Exercise requirements ::
Using the entries below, write out the line with "Place a point on the sink", the line with "[[286, 109], [398, 63]]", and every line in between, exactly as each is written.

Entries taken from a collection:

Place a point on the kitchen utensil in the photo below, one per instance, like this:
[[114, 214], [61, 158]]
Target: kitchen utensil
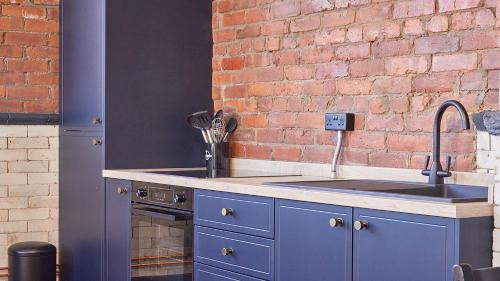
[[231, 126], [218, 130], [201, 120], [219, 114]]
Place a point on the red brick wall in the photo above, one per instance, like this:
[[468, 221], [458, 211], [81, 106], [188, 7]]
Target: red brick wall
[[280, 65], [29, 56]]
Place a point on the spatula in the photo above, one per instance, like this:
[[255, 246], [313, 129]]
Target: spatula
[[231, 126], [201, 120]]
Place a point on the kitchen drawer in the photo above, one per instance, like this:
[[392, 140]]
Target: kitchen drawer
[[245, 254], [208, 273], [244, 213]]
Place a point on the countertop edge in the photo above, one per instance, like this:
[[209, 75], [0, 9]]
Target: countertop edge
[[254, 186]]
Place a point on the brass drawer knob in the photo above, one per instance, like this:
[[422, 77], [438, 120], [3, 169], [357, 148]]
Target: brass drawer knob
[[226, 251], [226, 212], [96, 142], [336, 222], [121, 190], [360, 225], [96, 121]]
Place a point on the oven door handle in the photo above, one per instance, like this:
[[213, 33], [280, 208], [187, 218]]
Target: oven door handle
[[162, 213]]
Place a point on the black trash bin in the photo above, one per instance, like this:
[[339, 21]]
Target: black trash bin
[[32, 261]]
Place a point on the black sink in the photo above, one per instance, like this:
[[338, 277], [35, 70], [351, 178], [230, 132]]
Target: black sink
[[451, 193]]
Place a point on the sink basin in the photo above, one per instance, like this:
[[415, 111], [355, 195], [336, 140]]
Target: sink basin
[[450, 193]]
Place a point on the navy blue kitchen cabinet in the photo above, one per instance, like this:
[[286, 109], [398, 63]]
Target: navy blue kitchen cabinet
[[82, 244], [118, 226], [234, 212], [240, 253], [234, 236], [313, 242], [210, 273], [131, 73], [371, 245], [395, 246]]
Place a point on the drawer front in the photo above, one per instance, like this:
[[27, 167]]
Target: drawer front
[[248, 255], [208, 273], [239, 213]]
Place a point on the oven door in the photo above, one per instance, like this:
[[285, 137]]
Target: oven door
[[162, 244]]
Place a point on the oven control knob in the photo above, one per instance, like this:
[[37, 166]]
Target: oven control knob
[[141, 193], [180, 198]]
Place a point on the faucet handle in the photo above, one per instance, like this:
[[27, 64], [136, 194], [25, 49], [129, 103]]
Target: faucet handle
[[448, 163], [427, 161], [426, 171], [446, 173]]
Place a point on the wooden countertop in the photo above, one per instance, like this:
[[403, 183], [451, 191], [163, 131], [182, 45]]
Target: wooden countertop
[[255, 186]]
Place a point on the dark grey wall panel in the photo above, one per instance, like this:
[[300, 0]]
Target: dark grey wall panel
[[158, 71]]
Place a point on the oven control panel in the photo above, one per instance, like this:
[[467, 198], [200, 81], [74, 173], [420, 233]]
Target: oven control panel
[[164, 195]]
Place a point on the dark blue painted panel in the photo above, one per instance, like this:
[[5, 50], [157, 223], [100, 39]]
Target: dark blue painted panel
[[251, 215], [118, 229], [209, 273], [474, 241], [308, 248], [252, 256], [405, 247], [81, 200], [82, 59]]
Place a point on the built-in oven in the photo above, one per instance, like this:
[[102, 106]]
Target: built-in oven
[[162, 233]]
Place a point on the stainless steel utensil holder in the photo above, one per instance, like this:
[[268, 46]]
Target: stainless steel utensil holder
[[217, 160]]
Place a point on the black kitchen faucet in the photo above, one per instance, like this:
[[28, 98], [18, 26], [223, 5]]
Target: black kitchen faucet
[[436, 173]]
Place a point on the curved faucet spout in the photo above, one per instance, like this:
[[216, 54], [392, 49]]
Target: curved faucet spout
[[436, 173], [436, 136]]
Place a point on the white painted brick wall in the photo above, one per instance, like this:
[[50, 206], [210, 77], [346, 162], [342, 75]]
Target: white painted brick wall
[[28, 185]]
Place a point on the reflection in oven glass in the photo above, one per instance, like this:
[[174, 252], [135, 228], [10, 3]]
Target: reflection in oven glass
[[161, 250]]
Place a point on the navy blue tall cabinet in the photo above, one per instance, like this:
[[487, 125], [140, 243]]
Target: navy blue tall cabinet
[[131, 73]]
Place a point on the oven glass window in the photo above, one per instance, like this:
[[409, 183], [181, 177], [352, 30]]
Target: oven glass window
[[162, 250]]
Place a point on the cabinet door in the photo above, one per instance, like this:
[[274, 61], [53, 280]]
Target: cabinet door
[[82, 61], [313, 242], [81, 208], [208, 273], [407, 247], [118, 229]]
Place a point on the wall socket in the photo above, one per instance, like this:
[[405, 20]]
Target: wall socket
[[339, 121]]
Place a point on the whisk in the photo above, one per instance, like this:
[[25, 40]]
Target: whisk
[[218, 130]]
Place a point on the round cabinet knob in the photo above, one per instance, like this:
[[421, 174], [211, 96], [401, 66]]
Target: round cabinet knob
[[336, 222], [226, 212], [96, 142], [141, 193], [180, 198], [360, 225], [226, 251], [96, 121], [121, 190]]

Response to the exercise ::
Place a point on the sink basin in the photo above, one per instance, like this:
[[415, 111], [355, 195], [336, 140]]
Target: sink basin
[[450, 193]]
Place a point on the navy blue kitchen cabinet in the photo above, one per instance, like this:
[[286, 109], [398, 63]]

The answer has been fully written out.